TEXT SECTION:
◇ ◇ ◇ ◇ ◇
# Lounge > Food and Dining >  Sushi places shutdown

## mr2mike

Why are so many sushi places shut down lately?

Sushi Hiro
Kinjo Sushi - Dalhousie
Red Ember Sushi

Almost seems like an ahs attack.

----------


## suntan

Sushi Hiro is renovating.

----------


## ExtraSlow

If An Zu is still open, that's good enough for this cat.

----------


## jwslam

Nobody saying fish comes from Russia?

----------


## mr2mike

> Sushi Hiro is renovating.



Looks like kinjo is moving to North Hill Mall.
Downgrade on location.

----------


## msommers

As long as Zipang is in business, it's all good!

----------


## ThePenIsMightier

Ooohhhhhh noooooes!
Sushi is the most overrated food in the history of Earth. The once every three years that I tolerate it, the only thing I can see in my mind is a fat white simpleton with a bowl-cut repeatedly talking about _rainbow rolls_ at some sushi place in Kelowna.

Note that Rep is no longer anonymous while you sit there stewing about the instructable rage you feel toward an internet stranger you've never met daring to dislike the shitty, salty mess that you eat in bare feet, or whatever.
◇ ◇ ◇ ◇ ◇
STORED DATA:
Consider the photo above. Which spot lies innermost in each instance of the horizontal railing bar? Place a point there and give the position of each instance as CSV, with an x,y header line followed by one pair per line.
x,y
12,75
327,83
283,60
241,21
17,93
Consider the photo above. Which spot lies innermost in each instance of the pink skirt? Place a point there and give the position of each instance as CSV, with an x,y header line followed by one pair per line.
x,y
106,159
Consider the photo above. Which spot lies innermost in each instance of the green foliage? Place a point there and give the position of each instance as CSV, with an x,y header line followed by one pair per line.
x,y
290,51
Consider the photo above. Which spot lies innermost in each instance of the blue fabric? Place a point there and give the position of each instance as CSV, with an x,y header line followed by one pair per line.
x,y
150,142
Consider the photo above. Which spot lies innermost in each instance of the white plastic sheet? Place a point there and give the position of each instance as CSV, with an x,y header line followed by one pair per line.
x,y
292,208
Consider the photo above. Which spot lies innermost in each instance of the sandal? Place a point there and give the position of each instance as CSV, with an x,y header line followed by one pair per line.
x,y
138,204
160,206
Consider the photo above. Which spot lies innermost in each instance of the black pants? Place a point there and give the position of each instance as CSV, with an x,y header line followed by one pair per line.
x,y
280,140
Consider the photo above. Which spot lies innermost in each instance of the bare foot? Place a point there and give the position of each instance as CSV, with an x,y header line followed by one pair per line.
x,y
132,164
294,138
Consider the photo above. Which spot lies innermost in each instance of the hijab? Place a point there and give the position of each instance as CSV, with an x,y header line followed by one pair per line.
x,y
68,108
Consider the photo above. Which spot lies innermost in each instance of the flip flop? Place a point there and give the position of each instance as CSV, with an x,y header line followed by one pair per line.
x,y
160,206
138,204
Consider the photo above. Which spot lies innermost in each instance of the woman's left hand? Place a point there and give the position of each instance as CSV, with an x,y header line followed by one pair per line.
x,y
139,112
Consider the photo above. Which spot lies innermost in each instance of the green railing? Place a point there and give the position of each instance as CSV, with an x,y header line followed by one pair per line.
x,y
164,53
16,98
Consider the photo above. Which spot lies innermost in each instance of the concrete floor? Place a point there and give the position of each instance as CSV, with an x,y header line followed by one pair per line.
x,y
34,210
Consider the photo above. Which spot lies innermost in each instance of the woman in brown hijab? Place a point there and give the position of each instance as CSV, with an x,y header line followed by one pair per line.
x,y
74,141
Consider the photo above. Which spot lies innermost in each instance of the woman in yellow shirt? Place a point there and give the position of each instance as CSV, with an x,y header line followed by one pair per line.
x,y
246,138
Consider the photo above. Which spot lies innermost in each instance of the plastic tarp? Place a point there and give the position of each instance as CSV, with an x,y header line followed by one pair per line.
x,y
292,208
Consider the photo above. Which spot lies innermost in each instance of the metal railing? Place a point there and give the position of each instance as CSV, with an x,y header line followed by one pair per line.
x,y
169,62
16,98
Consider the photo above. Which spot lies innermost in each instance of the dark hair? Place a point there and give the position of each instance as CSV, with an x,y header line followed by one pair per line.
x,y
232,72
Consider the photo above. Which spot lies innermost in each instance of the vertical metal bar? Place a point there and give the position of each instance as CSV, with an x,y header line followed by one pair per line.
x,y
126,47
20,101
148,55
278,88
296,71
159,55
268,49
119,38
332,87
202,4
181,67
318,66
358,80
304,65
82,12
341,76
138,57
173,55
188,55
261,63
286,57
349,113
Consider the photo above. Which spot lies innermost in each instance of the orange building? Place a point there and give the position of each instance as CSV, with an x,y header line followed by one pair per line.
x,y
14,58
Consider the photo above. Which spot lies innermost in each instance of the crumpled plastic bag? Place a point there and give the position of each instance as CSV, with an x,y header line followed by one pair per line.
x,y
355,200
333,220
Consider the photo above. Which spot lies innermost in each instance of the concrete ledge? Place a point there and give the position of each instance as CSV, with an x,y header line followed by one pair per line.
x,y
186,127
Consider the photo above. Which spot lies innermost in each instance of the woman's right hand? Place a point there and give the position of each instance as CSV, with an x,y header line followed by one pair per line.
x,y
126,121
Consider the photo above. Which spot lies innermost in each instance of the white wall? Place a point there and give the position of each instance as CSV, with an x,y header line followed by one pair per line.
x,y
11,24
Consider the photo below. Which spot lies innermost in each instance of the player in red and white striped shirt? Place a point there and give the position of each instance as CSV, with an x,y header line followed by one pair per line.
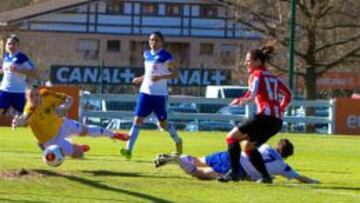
◇ ◇ ◇ ◇ ◇
ACTIONS TO TAKE:
1. Transcribe the stretch of the sushi-closures thread from "Ooohhhhhh noooooes!" through "place in Kelowna.".
2. According to the sushi-closures thread, where is Kinjo moving?

REPLIES:
1.
Ooohhhhhh noooooes!
Sushi is the most overrated food in the history of Earth. The once every three years that I tolerate it, the only thing I can see in my mind is a fat white simpleton with a bowl-cut repeatedly talking about _rainbow rolls_ at some sushi place in Kelowna.

2. North Hill Mall